◆ **Extracted text**
- - - -

Saturday, April 27, 2013

Mira Nair Indian female director

Indian born director and producer Mira Nair is a well respected and accomplished film maker based in New York. Although she started out wanting to be an actress, Nair says that she “fell into” directing, first working on documentaries and then moving on to feature films.  On Friday, April 26th, her most recent project, “The Reluctant Fundamentalist” was released in theatres nationwide. Based on a novel written by a Pakistani author, the film tells the life story of a successful Pakistani man in New York who had graduated from Princeton, got a great job, and was in love with his beautiful girlfriend when September 11, 2001 completely changed his life. He was looked at as a suspect, strip searched and interrogated because of his Pakistani origin. Storylines of prejudice, cultural displacement, and foreigners adjusting to a new country are prominent themes in Nair’s films.

- - - -

◆ **What is required**
Return the post about Mira Nair in full, word for word. None of the items here affect what you need to do.

◆ **Entries supplied**
- - - -

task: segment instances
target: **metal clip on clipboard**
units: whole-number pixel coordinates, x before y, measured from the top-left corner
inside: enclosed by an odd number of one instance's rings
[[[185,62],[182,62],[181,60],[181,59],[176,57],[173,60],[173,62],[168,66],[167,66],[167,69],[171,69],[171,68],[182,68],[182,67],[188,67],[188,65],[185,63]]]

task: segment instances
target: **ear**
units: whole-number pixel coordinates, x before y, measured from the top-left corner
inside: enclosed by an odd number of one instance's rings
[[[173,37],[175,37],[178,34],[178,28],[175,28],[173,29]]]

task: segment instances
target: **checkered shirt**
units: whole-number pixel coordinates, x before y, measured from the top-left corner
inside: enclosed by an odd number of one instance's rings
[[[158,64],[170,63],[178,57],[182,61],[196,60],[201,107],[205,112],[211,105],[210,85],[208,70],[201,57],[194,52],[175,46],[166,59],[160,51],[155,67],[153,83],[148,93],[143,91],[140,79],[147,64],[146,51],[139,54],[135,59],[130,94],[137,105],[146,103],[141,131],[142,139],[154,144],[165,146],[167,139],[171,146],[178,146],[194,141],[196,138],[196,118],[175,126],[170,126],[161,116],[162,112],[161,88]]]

- - - -

◆ **Output for this task**
Saturday, April 27, 2013

Mira Nair Indian female director

Indian born director and producer Mira Nair is a well respected and accomplished film maker based in New York. Although she started out wanting to be an actress, Nair says that she “fell into” directing, first working on documentaries and then moving on to feature films.  On Friday, April 26th, her most recent project, “The Reluctant Fundamentalist” was released in theatres nationwide. Based on a novel written by a Pakistani author, the film tells the life story of a successful Pakistani man in New York who had graduated from Princeton, got a great job, and was in love with his beautiful girlfriend when September 11, 2001 completely changed his life. He was looked at as a suspect, strip searched and interrogated because of his Pakistani origin. Storylines of prejudice, cultural displacement, and foreigners adjusting to a new country are prominent themes in Nair’s films.